# WHAT YOU SHOULD DO:
Which lines of the entries contain the word "each"? Please list them.

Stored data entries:
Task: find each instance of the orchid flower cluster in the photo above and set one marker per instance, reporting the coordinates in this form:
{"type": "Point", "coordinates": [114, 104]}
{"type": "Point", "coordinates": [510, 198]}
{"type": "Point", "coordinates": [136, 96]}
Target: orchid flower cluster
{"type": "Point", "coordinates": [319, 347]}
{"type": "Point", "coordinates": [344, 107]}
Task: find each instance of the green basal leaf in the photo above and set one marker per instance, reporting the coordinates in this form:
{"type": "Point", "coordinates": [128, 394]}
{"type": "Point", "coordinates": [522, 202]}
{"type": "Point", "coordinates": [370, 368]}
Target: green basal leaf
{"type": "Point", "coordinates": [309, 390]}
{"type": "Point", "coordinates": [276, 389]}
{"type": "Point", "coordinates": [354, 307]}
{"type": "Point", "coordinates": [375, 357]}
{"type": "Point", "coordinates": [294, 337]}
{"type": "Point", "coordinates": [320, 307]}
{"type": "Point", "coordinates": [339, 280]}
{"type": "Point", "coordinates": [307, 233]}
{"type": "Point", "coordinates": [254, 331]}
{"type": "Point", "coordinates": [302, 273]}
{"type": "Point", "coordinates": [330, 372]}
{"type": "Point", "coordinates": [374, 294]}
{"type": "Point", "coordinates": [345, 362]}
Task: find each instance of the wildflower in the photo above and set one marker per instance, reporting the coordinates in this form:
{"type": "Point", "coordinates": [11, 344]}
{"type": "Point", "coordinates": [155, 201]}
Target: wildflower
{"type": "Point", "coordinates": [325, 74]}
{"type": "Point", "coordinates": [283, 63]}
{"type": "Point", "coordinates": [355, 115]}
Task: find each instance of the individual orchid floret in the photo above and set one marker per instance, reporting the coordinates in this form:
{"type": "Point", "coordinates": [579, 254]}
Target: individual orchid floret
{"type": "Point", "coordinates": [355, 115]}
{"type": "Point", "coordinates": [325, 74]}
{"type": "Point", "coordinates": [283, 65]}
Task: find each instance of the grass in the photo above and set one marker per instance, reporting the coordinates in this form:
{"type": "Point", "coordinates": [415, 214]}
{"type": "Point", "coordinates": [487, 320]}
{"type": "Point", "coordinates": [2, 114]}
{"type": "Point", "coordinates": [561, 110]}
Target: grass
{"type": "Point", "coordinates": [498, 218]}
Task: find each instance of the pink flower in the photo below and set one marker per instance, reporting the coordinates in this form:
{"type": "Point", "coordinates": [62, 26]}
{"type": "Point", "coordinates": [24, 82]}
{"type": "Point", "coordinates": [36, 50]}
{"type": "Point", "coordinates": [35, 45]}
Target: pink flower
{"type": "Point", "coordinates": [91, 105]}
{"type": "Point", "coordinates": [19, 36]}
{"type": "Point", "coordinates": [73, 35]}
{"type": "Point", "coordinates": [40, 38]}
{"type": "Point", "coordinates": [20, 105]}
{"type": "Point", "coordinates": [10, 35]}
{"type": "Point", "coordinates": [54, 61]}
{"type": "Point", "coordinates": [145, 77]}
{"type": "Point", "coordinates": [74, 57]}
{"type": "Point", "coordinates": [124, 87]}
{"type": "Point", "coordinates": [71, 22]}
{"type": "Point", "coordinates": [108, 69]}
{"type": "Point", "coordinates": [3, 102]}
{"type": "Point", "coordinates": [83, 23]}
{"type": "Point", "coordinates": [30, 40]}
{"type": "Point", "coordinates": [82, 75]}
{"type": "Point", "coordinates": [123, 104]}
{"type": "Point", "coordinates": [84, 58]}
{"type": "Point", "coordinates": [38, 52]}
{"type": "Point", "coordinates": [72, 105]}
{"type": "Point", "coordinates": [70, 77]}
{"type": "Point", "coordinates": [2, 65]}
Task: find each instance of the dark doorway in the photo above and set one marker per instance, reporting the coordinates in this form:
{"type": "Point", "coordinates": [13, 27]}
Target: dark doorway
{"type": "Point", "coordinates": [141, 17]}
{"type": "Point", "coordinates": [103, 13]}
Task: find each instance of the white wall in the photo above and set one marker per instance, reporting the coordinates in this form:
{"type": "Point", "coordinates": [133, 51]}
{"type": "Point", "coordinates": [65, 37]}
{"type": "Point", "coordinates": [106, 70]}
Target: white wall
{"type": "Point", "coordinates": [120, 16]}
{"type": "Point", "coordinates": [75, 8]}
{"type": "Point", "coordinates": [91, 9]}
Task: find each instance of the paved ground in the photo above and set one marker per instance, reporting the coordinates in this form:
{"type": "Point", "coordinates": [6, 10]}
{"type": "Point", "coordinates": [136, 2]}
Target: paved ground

# RESULT FOR THIS TASK:
Task: find each instance of the orchid flower cluster in the photo above and set one marker per instance, reporting the coordinates in this form:
Task: find each instance of the green basal leaf in the photo above and set one marker per instance, reporting the coordinates in this form:
Task: find each instance of the wildflower in the photo above and set one marker per instance, reporting the coordinates in this form:
Task: find each instance of the individual orchid floret in the photo above and set one marker per instance, reporting the coordinates in this form:
Task: find each instance of the grass in the photo above and set one marker per instance, reporting the coordinates in this form:
Task: find each instance of the pink flower in the photo below and set one marker per instance, reporting the coordinates in this form:
Task: find each instance of the dark doorway in the photo above and set one marker per instance, reporting the coordinates in this form:
Task: find each instance of the white wall in the photo above and set one marker per instance, reporting the coordinates in this form:
Task: find each instance of the paved ground in the photo above and set one marker per instance, reporting the coordinates in this form:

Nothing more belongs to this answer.